» **Problems to solve**:
1. In the commentary on the Auburn controversy, who wrote the New York Times stories?
2. Using the commentary on the Auburn controversy, explain why the writer found the New York Times story offensive.
3. Resume the commentary on the Auburn controversy, starting directly after its final sentence.

» **Document extract**:
----------------------------------------

Who is right and who is wrong is not for me to say. I know many of the trustees and know them to be good and honorable people. I know many who feel strongly that changes are needed and also know them to be good and honorable people. However, as some pursue their personal agendas, the truth often gets lost in the sound and fury. The New York Times story on the Auburn situation was eagerly awaited. When I read it, I found it to be little more than a rehash of old news and often-stated opinions. It leaned heavily on the stereotype of southerners as ignorant folks more concerned about college football than the state of the world.
Personally, I found that offensive. Perhaps Kate Zernike, who wrote the stories, has never looked into big-time athletic programs in other parts of the country. Does she believe college football is not a huge business at Michigan, Penn State, Nebraska, UCLA, etc., etc., etc.? It makes good reading, I guess, to bring up professors' salaries compared to coaches' salaries, to talk about money spent on athletics compared to money spent on other university endeavors. It makes good reading, but it's not a valid comparison.
Ms. Zernike wrote: "The critics accuse the board, which they say is under Mr. Lowder's thumb, of paying too much attention to athletics and not enough to academics--lowering academic standards, cutting programs and keeping faculty salaries below those at comparable institutions, even as former coaches are kept on the payroll for hundreds of thousands of dollars a year."

----------------------------------------

» **Source data**:
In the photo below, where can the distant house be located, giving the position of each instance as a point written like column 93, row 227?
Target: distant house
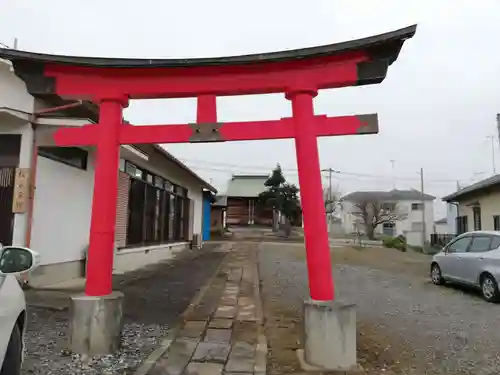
column 408, row 204
column 242, row 195
column 218, row 213
column 477, row 207
column 441, row 226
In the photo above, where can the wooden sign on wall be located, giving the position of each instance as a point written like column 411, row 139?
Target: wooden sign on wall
column 21, row 191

----------------------------------------

» **Results in order**:
1. Kate Zernike wrote them.

2. The writer found it offensive because it relied heavily on the stereotype of southerners as ignorant people who care more about college football than about the state of the world.

3.
Athletic programs at Auburn and Alabama spend no state funds. Athletics is a drain on university budgets at UAB, Troy State and other places, but not at Auburn and Alabama. Football, basketball and, to a lesser extent, baseball bring in the money that supports the entire athletic program. Maybe Ms. Zernike also should have taken the time to look at easily obtainable public records. She would have learned that the only former Auburn coach on the payroll is Pat Dye, who actually does have duties and doesn't make hundreds of thousands of dollars a year from the university. Since she pointed out the troubles at the end of Dye's coaching career, perhaps she also should have made mention of his four SEC championships and the millions of dollars those championships brought the athletic program, local merchants and, yes, the school as a whole.
Ms. Zernike's reference to Lowder, of course, is to trustee Bobby Lowder, who has given far, far more money to non-athletic university projects than he has to athletics. To portray Auburn as a school with its priorities somehow out of kilter because of its athletics program is both unfair and inaccurate. If Auburn's priorities are out of order, they are out of order also at Alabama, Georgia, Tennessee, LSU, Florida and every other place trying to compete at the highest level.
There are those at all those schools who certainly do believe priorities are out of order and who look at big-time athletics with disdain. But if you take a vote of the "Auburn Family," I think it's safe that the overwhelming majority would support that athletic program. If the entire athletic program were shut down tomorrow, it wouldn't mean more money for engineering. If anything, it would mean less. The "family feud" she wrote of will go on for a while, I guess, and that's really too bad.
Forty of the worst looking football prospects you'll ever see showed up on the Auburn campus over the weekend. No speed. No athleticism. No endurance.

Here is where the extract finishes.